> Instruções
1 – Diga se cada afirmação abaixo concorda com o trecho selecionado, respondendo sim ou não e citando as palavras do trecho que decidem: (a) O músico aprendeu a tocar violão aos 21 anos, quando já não enxergava. (b) O primeiro encontro com Bonfim aconteceu em um dia de sol. (c) Bonfim vai à feira com regularidade, sem faltar.
2 – Segundo o trecho selecionado, o encanto da feira não vem apenas de certas coisas. Enumere todas essas coisas.
3 – Repita o trecho selecionado desde "Afinal, acho que descobri" até "mais alguma coisa?", inclusive.

> Trecho selecionado
* * * * * * * * *
Aos 21 anos, quando já não enxergava, aprendeu a tocar violão e não paro mais. Conseguiu gravar até mesmo CDs, que deixa à mostra na feira e, ocasionalmente, vende um ou outro. A assiduidade na feira é inconstante também para Bonfim. A mecânica da Feira do Produtor, onde os feirantes obedecem à sazonalidade, parece servir até mesmo para o músico. No entanto, quando está lá, próximo à barraca de pastel mais movimentada da feira, e não hesita em contar sua história de vida, entre uma canção e outra.

Quando o conheci, no ano passado, foi debaixo de uma fina – porém incômoda – chuva de verão. Imagino que ele nunca tenha ouvido falar em “Cantando na Chuva”, um clássico dos anos 1950, mas a cena imediatamente me remete ao filme. Mesmo na chuva, lá está Bonfim. Um guarda-chuva aberto e preso aos pés, as mãos livres para manejar o violão, mostrando para quem quisesse ouvir que para a música não há tempo ruim. Ao contrário do roteiro do filme, que foi escrito após a escolha das músicas que fariam parte da obra, Bonfim parece “escrever” o repertório na hora.

Afinal, acho que descobri o que me encanta na feira. Não se trata apenas da qualidade dos produtos, da procedência, dos quitutes ou do saudosismo dos meus tempos de moleque serelepe que ia escorregar no morro do Willie Davies e comer um pastel com meu avô. Afinal, acho que a feira atrai pela riqueza de personagens e histórias que podemos encontrar, conhecer, desvendar. No fim, se trata de “conhecer pessoas”.

Quer saber por que vale a pena ir em busca dessas histórias? Vou explicar de forma metafórica, o mais próximo que posso no momento, mas não garanto que você vá entender, a menos que você seja (ou se recorde como é ser) uma criança na fase do “por que?”. Quando perguntaram ao alpinista britânico George Mallory o motivo de ele querer escalar o Monte Everest, em 1924, ele respondeu simplesmente: “Porque está lá!”. Afinal, precisa de mais alguma coisa?
* * * * * * * * *
> Seção de dados
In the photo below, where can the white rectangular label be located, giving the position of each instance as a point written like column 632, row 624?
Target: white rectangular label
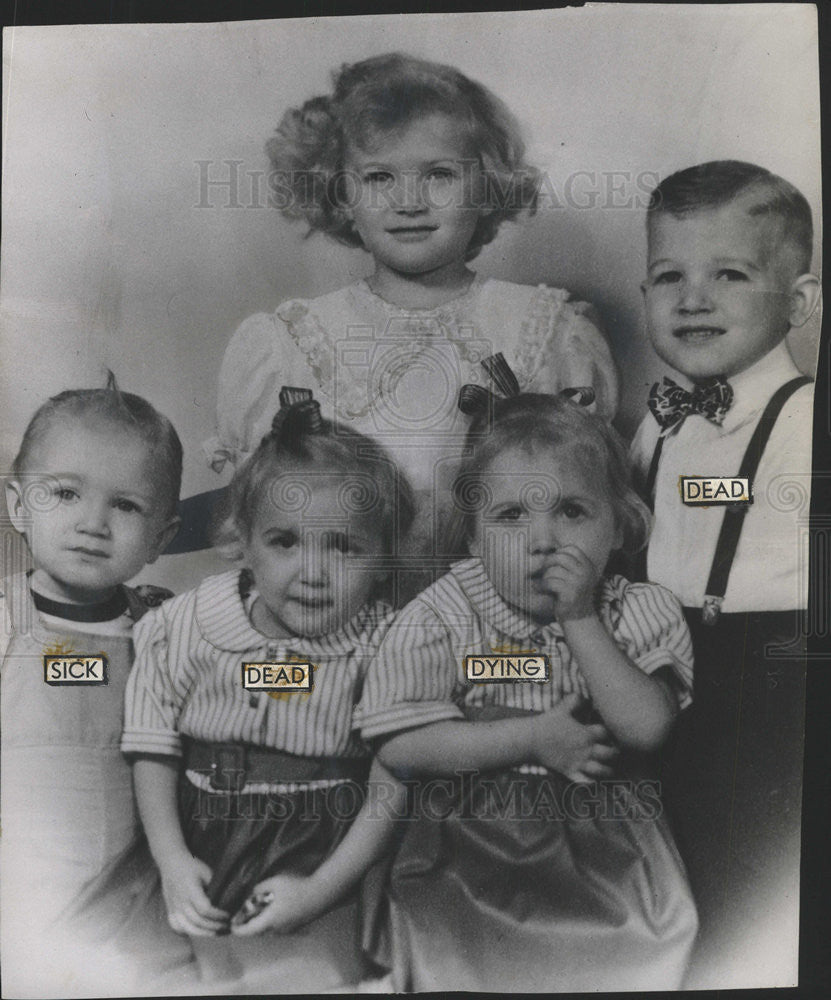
* * * * * * * * *
> Respostas
1 –
(a) Sim: "Aos 21 anos, quando já não enxergava, aprendeu a tocar violão"
(b) Não: "Quando o conheci, no ano passado, foi debaixo de uma fina – porém incômoda – chuva de verão."
(c) Não: "A assiduidade na feira é inconstante também para Bonfim."

2 –
- a qualidade dos produtos
- a procedência
- os quitutes
- o saudosismo dos tempos de moleque serelepe que ia escorregar no morro do Willie Davies e comer um pastel com o avô

3 –
Afinal, acho que descobri o que me encanta na feira. Não se trata apenas da qualidade dos produtos, da procedência, dos quitutes ou do saudosismo dos meus tempos de moleque serelepe que ia escorregar no morro do Willie Davies e comer um pastel com meu avô. Afinal, acho que a feira atrai pela riqueza de personagens e histórias que podemos encontrar, conhecer, desvendar. No fim, se trata de “conhecer pessoas”.

Quer saber por que vale a pena ir em busca dessas histórias? Vou explicar de forma metafórica, o mais próximo que posso no momento, mas não garanto que você vá entender, a menos que você seja (ou se recorde como é ser) uma criança na fase do “por que?”. Quando perguntaram ao alpinista britânico George Mallory o motivo de ele querer escalar o Monte Everest, em 1924, ele respondeu simplesmente: “Porque está lá!”. Afinal, precisa de mais alguma coisa?